■ **Your objective**: Rewrite the records from the line with "query: the noun phrase to segment: dense" to the line with "[[[283,212],[282,224],[285,226],[305,226],[308,216],[304,212]]]", putting "lake islet" in place of "small island in lake" and leaving everything else unchanged.

Segmentation labeling records:
## Start

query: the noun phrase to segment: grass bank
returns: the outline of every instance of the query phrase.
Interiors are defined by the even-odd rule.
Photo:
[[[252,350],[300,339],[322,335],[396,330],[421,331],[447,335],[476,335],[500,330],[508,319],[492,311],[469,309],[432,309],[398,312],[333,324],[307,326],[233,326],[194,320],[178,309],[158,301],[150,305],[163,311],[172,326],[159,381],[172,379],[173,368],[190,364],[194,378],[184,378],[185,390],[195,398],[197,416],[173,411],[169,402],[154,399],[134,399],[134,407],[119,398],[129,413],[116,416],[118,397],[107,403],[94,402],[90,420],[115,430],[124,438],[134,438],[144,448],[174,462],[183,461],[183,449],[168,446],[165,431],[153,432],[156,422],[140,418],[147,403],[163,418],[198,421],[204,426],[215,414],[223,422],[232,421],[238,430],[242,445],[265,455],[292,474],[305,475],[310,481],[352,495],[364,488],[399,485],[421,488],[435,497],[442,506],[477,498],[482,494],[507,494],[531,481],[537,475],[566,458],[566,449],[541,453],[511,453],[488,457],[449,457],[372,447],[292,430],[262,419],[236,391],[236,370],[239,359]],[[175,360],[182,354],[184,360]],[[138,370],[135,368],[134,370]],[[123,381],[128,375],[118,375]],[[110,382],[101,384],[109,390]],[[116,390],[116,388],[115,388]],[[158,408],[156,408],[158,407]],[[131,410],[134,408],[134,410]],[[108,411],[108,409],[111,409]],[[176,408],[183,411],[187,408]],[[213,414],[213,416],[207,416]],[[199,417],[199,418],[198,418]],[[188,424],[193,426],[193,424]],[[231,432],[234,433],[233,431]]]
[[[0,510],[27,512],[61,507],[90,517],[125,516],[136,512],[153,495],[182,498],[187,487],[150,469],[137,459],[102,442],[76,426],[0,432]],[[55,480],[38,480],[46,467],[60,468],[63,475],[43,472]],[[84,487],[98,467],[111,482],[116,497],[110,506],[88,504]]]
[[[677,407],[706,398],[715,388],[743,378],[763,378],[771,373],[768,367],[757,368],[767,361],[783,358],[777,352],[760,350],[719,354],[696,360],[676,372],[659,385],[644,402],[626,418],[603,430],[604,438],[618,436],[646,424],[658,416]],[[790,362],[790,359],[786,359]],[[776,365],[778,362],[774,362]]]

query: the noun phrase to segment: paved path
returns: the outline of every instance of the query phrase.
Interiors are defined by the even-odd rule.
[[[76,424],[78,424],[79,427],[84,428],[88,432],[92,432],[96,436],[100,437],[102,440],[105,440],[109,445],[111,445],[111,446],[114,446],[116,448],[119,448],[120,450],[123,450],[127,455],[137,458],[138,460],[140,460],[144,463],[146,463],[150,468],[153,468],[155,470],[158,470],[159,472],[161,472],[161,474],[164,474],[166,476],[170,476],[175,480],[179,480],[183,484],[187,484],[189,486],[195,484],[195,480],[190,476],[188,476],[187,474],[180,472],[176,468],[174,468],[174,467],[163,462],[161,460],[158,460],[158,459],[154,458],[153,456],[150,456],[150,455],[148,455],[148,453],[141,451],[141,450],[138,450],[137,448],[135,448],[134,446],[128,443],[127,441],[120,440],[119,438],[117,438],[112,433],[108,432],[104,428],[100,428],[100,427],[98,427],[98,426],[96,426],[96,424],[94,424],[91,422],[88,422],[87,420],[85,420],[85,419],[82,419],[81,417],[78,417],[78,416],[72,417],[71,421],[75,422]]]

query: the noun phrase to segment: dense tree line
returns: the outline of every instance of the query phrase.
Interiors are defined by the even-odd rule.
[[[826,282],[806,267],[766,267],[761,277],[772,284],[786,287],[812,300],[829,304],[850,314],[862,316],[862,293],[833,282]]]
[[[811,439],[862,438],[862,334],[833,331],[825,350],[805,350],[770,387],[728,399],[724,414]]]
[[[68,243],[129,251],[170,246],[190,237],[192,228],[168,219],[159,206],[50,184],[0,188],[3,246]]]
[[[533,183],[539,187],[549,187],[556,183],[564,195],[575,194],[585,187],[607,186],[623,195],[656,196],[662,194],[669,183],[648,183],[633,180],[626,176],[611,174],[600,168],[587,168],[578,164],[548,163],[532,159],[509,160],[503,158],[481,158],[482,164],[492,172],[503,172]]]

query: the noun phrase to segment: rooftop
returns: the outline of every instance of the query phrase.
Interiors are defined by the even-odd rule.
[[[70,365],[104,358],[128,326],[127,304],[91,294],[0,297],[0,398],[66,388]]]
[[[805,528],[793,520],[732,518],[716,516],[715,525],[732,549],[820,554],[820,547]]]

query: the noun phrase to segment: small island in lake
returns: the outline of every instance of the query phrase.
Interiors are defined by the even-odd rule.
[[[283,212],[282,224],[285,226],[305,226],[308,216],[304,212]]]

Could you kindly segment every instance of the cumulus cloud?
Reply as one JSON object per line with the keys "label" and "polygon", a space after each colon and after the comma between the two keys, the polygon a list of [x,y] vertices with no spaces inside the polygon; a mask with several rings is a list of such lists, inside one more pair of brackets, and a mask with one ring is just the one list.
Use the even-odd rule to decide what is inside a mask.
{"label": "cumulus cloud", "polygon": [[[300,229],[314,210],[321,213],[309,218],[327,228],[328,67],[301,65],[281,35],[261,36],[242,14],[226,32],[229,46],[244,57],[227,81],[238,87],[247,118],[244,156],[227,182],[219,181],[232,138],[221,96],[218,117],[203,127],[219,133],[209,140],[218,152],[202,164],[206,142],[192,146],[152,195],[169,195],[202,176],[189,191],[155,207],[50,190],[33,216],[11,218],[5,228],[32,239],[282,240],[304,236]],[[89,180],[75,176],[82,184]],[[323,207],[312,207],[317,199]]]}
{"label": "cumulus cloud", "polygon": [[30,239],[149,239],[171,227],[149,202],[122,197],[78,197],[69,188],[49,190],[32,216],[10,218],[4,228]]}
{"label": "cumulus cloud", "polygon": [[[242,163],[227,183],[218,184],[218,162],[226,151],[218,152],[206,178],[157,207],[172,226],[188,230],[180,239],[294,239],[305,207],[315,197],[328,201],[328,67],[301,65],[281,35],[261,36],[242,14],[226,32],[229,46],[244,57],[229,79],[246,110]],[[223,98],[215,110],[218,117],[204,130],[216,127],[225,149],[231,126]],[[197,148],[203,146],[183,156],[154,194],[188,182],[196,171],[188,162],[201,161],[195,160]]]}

## End

■ **Complete output**:
query: the noun phrase to segment: dense tree line
returns: the outline of every instance of the query phrase.
Interiors are defined by the even-odd rule.
[[[826,282],[806,267],[766,267],[761,277],[772,284],[786,287],[812,300],[829,304],[850,314],[862,316],[862,293],[833,282]]]
[[[811,439],[862,438],[862,334],[833,331],[825,350],[805,350],[770,387],[728,399],[724,414]]]
[[[68,243],[129,251],[170,246],[190,237],[192,228],[168,219],[159,206],[50,184],[0,188],[3,246]]]
[[[533,183],[539,187],[549,187],[556,183],[564,195],[575,194],[585,187],[607,186],[623,195],[656,196],[662,194],[669,183],[648,183],[633,180],[626,176],[611,174],[600,168],[587,168],[578,164],[548,163],[532,159],[509,160],[503,158],[481,158],[482,164],[492,172],[503,172]]]

query: the noun phrase to segment: rooftop
returns: the outline of every instance of the query phrase.
Interiors are defined by the even-odd rule.
[[[70,365],[104,358],[128,326],[127,304],[91,294],[0,297],[0,398],[66,388]]]
[[[805,528],[793,520],[732,518],[716,516],[715,525],[732,549],[820,554],[820,547]]]

query: the noun phrase to segment: lake islet
returns: the outline of every instance of the query phrase.
Interiors are defined by the even-odd rule.
[[[283,212],[282,224],[285,226],[305,226],[308,216],[304,212]]]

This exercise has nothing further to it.